*** DATA SUPPLIED ***
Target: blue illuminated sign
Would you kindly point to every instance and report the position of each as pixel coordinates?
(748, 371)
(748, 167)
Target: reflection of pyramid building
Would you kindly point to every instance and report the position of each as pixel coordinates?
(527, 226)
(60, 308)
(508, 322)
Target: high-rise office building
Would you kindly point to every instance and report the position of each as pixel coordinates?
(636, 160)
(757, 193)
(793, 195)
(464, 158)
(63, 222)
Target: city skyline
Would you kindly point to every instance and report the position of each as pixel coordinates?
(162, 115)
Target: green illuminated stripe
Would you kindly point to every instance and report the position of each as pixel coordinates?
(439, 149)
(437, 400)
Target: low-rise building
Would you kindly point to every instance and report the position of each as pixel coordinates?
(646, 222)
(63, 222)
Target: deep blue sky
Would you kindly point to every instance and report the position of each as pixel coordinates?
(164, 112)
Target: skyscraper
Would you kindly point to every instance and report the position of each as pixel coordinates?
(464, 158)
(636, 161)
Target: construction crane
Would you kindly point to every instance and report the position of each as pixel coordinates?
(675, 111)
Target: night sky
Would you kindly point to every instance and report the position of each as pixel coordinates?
*** End of DATA SUPPLIED ***
*** DATA SUPPLIED ***
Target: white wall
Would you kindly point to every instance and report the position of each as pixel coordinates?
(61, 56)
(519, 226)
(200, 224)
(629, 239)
*** End of DATA SUPPLIED ***
*** DATA SUPPLIED ***
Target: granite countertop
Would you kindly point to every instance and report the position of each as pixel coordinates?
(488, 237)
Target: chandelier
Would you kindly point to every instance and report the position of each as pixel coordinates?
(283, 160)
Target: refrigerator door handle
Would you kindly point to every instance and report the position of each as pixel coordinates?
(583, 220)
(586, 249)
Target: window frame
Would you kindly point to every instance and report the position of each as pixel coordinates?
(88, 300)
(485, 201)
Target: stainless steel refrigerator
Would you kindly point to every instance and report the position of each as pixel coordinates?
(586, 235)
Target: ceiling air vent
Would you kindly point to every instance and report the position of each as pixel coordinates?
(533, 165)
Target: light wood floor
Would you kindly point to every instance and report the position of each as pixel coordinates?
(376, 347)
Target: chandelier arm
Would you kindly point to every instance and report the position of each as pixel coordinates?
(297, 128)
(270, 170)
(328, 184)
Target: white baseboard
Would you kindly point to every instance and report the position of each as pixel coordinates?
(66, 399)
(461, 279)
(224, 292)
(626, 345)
*** End of DATA SUPPLIED ***
(TASK DESCRIPTION) Determine the number of lines in the data above that hold "chandelier", and reply with that number alone.

(RESPONSE TO THIS EXERCISE) 2